# DOCUMENT PASSAGE:
================================

AMA: R.Y.O. Page Objects 2.0

Michael Karlovich asks…

Do you have any updated thoughts on rolling your own page objects with Watir? The original post is almost 4 years old but is still the basis (loosely) of every page object framework I’ve built since then.

My response…

Wow, I can’t believe that post is almost four years old. I have also have used this for the basis of every page object framework I have built since then.

I recently had a look at our JavaScript (ES2015) code of page objects and despite ES2015 not having meta-programming support like ruby, our classes are remarkably similar to what I was proposing ~4 years ago.

I believe this is because some patterns are classic and therefore almost timeless, they can be applied over and over again to different contexts. There’s a huge amount of negativity towards best practices of late, but I could seriously say that page objects are a best practise for test automation of ui systems, which isn’t saying they will be exactly the same in every context, but there’s a common best-practice pattern there which you most likely should be using.

================================

# TASK REQUIREMENTS:
1. Rewrite the post on page objects from the words "AMA: R.Y.O. Page" through the words "have built since then.", changing "Watir" to "Selenium".
2. According to the post on page objects, in what language is the page object code that the responder recently looked at written?

# STORED DATA:
================================

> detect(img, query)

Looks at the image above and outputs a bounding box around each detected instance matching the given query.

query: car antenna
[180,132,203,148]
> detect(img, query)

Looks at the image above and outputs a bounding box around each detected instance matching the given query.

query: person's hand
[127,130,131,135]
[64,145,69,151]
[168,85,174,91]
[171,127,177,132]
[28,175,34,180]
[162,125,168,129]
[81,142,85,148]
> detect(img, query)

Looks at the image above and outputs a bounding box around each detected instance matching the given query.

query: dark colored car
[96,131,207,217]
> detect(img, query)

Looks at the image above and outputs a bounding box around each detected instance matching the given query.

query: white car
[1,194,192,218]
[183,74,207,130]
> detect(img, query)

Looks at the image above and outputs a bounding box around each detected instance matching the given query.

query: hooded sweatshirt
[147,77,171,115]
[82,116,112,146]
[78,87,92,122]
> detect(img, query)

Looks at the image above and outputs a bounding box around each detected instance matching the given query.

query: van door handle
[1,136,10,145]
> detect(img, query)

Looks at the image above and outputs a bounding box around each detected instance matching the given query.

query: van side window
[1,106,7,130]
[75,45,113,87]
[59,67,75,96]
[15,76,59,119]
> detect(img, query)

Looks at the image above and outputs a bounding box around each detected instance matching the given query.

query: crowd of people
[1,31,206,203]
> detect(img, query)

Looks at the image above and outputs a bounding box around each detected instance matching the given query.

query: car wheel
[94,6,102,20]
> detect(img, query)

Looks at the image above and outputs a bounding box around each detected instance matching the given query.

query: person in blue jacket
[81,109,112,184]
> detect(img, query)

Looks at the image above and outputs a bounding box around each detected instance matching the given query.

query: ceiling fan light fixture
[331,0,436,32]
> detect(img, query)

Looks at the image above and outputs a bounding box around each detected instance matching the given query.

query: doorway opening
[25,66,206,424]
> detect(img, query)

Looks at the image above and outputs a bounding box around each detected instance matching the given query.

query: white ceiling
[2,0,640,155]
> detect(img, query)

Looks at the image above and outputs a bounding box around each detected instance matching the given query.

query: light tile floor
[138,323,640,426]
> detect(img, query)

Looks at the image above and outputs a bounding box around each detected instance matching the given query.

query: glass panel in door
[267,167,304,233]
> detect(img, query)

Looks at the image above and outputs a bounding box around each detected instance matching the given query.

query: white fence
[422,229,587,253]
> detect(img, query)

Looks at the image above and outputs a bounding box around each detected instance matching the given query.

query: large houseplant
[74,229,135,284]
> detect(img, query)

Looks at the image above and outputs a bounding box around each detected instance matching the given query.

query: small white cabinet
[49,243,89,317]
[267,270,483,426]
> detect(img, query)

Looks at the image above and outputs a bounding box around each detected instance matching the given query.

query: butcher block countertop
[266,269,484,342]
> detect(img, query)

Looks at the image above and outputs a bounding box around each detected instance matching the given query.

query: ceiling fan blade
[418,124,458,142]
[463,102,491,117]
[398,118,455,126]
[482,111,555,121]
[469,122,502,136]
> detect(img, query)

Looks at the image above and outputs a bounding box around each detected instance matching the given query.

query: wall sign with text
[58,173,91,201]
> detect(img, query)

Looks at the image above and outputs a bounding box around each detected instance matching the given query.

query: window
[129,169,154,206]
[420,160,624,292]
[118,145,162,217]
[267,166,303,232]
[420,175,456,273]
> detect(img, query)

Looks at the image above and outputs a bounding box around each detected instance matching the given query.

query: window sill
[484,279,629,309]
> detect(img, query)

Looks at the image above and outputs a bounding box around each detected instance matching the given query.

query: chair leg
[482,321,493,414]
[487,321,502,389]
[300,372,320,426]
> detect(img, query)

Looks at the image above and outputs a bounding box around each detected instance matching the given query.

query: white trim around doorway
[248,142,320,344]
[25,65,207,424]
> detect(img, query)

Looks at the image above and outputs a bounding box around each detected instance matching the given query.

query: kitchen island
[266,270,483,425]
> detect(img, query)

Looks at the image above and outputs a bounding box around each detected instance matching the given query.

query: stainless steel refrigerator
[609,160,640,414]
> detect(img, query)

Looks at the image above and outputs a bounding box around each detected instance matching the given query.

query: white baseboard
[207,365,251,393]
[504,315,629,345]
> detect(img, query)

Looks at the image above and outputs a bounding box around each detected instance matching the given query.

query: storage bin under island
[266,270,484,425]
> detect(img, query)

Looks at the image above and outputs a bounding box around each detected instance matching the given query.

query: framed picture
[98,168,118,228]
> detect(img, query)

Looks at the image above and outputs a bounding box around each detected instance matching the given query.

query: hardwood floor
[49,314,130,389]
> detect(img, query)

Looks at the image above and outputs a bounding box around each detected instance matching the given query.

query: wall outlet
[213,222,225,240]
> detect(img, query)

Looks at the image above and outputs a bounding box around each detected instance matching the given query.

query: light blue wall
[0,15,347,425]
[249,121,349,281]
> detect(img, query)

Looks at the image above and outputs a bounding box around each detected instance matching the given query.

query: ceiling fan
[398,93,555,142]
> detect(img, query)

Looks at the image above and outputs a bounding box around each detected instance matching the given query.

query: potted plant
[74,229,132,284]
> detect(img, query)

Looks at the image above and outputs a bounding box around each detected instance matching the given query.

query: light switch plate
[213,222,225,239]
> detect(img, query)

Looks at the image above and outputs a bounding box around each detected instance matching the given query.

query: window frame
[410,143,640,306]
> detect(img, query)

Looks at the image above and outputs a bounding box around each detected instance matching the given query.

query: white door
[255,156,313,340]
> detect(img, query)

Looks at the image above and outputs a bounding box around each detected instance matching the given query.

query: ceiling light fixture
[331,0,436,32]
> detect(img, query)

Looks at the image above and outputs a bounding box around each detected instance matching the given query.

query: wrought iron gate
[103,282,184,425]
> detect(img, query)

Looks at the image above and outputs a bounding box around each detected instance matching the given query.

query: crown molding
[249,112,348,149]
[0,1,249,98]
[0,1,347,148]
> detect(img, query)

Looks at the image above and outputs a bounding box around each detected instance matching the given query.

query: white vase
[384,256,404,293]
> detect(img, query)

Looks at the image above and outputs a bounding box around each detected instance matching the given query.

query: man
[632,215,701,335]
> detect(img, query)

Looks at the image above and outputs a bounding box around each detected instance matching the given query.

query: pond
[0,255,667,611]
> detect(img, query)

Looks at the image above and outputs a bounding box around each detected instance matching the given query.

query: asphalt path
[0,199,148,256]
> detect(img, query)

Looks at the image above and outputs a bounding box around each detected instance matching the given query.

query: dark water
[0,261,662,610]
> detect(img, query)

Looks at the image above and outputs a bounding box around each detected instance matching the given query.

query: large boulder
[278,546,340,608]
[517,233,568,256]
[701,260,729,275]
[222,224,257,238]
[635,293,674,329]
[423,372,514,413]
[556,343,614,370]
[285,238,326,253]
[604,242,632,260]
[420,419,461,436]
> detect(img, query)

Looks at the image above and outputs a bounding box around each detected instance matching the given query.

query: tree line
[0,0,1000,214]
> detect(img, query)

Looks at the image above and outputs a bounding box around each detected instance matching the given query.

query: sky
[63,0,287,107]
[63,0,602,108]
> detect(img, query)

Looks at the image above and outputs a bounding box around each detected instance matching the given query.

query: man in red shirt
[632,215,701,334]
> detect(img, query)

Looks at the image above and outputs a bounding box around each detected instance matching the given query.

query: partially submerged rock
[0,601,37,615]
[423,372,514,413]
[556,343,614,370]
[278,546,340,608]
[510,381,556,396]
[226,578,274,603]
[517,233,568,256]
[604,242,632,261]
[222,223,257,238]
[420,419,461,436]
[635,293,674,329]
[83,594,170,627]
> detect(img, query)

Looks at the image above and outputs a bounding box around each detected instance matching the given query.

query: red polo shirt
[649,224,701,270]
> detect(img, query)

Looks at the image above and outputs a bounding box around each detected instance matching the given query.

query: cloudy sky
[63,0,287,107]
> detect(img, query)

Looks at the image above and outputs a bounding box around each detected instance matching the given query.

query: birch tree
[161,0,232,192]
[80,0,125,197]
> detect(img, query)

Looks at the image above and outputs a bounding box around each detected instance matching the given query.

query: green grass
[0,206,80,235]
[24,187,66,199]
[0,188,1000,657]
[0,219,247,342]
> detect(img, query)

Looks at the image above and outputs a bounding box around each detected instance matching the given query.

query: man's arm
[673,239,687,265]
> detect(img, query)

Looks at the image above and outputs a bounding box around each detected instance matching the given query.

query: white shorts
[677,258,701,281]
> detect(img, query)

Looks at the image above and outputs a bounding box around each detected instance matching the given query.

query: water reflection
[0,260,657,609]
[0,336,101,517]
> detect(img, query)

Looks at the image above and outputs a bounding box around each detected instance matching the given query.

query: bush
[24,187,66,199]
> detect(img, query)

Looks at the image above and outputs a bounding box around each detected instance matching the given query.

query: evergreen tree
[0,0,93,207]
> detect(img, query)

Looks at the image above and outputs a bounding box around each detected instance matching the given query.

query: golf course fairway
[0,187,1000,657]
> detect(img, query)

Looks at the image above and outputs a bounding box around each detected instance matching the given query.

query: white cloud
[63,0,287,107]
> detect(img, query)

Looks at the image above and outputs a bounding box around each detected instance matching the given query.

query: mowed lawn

================================

# ANSWERS FOR THIS EXERCISE:
1.
AMA: R.Y.O. Page Objects 2.0

Michael Karlovich asks…

Do you have any updated thoughts on rolling your own page objects with Selenium? The original post is almost 4 years old but is still the basis (loosely) of every page object framework I’ve built since then.

My response…

Wow, I can’t believe that post is almost four years old. I have also have used this for the basis of every page object framework I have built since then.

2. JavaScript (ES2015)